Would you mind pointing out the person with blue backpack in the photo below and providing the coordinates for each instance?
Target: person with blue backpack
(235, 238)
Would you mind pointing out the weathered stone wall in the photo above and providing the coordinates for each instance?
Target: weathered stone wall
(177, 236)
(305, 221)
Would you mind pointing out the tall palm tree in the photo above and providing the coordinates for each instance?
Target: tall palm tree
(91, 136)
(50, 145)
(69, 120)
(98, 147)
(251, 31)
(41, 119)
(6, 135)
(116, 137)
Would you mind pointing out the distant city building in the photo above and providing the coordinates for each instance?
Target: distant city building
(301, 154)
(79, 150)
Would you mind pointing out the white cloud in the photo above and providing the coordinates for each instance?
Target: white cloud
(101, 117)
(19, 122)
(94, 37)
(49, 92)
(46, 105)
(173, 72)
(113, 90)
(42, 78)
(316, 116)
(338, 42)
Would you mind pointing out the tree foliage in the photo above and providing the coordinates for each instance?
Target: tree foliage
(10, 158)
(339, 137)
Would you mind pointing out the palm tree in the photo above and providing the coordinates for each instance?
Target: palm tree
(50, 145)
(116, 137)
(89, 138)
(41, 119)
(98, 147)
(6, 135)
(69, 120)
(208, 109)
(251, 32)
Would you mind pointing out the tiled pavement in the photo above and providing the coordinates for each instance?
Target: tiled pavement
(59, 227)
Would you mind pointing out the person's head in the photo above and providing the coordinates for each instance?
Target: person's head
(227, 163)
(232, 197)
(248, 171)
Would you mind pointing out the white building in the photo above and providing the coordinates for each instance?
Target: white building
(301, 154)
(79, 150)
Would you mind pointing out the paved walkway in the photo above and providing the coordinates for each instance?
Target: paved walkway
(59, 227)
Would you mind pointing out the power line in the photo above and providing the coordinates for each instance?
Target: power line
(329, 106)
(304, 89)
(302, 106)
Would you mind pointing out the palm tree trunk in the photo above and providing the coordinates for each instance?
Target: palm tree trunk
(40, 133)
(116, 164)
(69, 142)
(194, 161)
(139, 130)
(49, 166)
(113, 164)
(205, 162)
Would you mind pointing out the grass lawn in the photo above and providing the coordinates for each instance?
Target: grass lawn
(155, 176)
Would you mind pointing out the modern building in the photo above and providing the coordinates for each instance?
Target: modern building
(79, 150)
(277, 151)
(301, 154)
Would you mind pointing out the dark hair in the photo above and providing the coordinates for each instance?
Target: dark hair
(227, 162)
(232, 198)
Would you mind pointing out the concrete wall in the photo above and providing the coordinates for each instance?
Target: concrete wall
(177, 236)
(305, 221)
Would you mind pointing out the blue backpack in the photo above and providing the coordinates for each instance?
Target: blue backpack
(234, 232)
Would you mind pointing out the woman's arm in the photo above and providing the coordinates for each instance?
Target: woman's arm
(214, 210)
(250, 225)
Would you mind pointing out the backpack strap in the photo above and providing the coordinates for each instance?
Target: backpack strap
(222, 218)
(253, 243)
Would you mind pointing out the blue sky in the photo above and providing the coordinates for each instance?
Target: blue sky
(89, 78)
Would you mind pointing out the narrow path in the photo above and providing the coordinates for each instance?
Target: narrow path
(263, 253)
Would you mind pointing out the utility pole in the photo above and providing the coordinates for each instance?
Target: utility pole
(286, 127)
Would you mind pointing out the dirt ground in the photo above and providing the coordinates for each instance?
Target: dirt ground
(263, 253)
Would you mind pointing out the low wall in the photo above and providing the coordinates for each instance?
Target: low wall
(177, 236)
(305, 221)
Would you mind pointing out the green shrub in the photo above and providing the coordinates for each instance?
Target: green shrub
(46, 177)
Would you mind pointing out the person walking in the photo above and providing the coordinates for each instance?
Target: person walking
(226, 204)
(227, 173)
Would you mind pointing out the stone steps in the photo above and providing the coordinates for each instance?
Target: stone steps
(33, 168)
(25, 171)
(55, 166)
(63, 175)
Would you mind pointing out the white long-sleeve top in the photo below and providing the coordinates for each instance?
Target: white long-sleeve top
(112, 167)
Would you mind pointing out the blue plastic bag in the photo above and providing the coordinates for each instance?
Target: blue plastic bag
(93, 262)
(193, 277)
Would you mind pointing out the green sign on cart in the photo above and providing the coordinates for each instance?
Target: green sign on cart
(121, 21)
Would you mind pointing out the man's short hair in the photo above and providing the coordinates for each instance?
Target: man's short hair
────
Repeat the whole listing above, word for word.

▶ Response to the task
Would you mind pointing out the person with blue backpack in the photo below and providing the coordinates for each instance?
Target: person with blue backpack
(235, 238)
Would you mind pointing out the weathered stone wall in the photo above and providing the coordinates for each instance?
Target: weathered stone wall
(177, 236)
(305, 221)
Would you mind pointing out the tall palm tree in the photo above and providing the coordinates for each instance?
Target: tall palm tree
(91, 136)
(50, 145)
(69, 120)
(98, 147)
(251, 31)
(41, 119)
(6, 135)
(116, 137)
Would you mind pointing out the distant city building in the photo above and providing the coordinates for each instance?
Target: distant city building
(301, 154)
(79, 150)
Would you mind pointing out the white cloud in the photo above and providing the coordinates for each instance?
Target: white cloud
(101, 117)
(19, 122)
(94, 37)
(49, 92)
(46, 105)
(173, 72)
(113, 90)
(42, 78)
(316, 116)
(338, 42)
Would you mind pointing out the tree foliage in the photo above and providing the coordinates for each instance?
Target: tree foliage
(10, 158)
(339, 137)
Would you mind pointing out the palm tree in the photo above and providing the coordinates for each instance?
Target: palm tree
(50, 145)
(116, 137)
(89, 138)
(41, 119)
(98, 147)
(6, 135)
(69, 120)
(208, 109)
(251, 32)
Would you mind pointing out the tiled pavement in the photo above and providing the coordinates for each instance?
Target: tiled pavement
(59, 227)
Would you mind pointing out the person's head in the photo above and providing the coordinates for each instance?
Target: person's head
(227, 163)
(232, 197)
(248, 171)
Would you mind pointing out the white building in the photo above and providing the coordinates for each instance?
Target: white building
(301, 154)
(79, 150)
Would you mind pointing out the paved walkway in the photo above and providing the coordinates for each instance?
Target: paved walkway
(59, 227)
Would you mind pointing out the power line in the photo above and providing the coordinates for each instance?
Target: power line
(329, 106)
(304, 89)
(302, 106)
Would you mind pointing out the palm tree trunk in the photo above and providing the coordinates for each instance?
Target: palm tree trunk
(40, 133)
(116, 164)
(69, 142)
(194, 161)
(139, 130)
(49, 166)
(113, 164)
(205, 162)
Would you mind pointing out the grass lawn in the photo above and providing the coordinates for each instance?
Target: grass lawn
(155, 176)
Would you mind pointing out the modern building in the photo above and providing the coordinates for each instance?
Target: modern building
(79, 150)
(277, 151)
(301, 154)
Would you mind pointing out the dark hair in the photo above and providing the coordinates for each instance?
Target: dark hair
(227, 162)
(232, 198)
Would you mind pointing out the concrete wall in the photo above and providing the coordinates for each instance?
Target: concrete wall
(177, 236)
(305, 221)
Would you mind pointing out the blue backpack in the photo above and providing the coordinates for each instance?
Target: blue backpack
(234, 232)
Would you mind pointing out the woman's arm in the photo above and providing the coordinates for each instance?
Target: woman's arm
(214, 210)
(250, 225)
Would you mind pointing out the backpack strap in the photo above and providing the coordinates for each instance?
Target: backpack strap
(222, 218)
(253, 243)
Would you mind pointing out the blue sky in the photo above and providing the coordinates for each instance?
Target: blue sky
(89, 78)
Would you mind pointing out the narrow path in the photo above and providing the coordinates for each instance?
Target: narrow path
(263, 253)
Would you mind pointing out the utility pole in the photo above and providing the coordinates for each instance?
Target: utility pole
(286, 127)
Would you mind pointing out the dirt ground in the photo above and providing the coordinates for each instance?
Target: dirt ground
(263, 253)
Would you mind pointing out the low wall in the photo above and providing the coordinates for each instance?
Target: low wall
(177, 236)
(305, 221)
Would you mind pointing out the green shrub in the photo above and providing the coordinates for each instance?
Target: green shrub
(46, 177)
Would you mind pointing out the person walking in the photo above and providing the coordinates for each instance?
Target: person walking
(226, 204)
(227, 173)
Would you mind pointing out the stone steps in the photo above and providing the coordinates for each instance?
Target: stone steps
(33, 168)
(25, 171)
(55, 166)
(63, 175)
Would you mind pointing out the white long-sleeve top in the photo below and providing the coordinates for each instance?
Target: white long-sleeve top
(112, 167)
Would you mind pointing out the blue plastic bag in the photo above and providing the coordinates for each instance?
Target: blue plastic bag
(93, 262)
(193, 277)
Would you mind pointing out the green sign on cart in the photo above and providing the coordinates for each instance?
Target: green sign on cart
(121, 21)
Would you mind pointing out the man's short hair in the photo above and providing the coordinates for each instance?
Target: man's short hair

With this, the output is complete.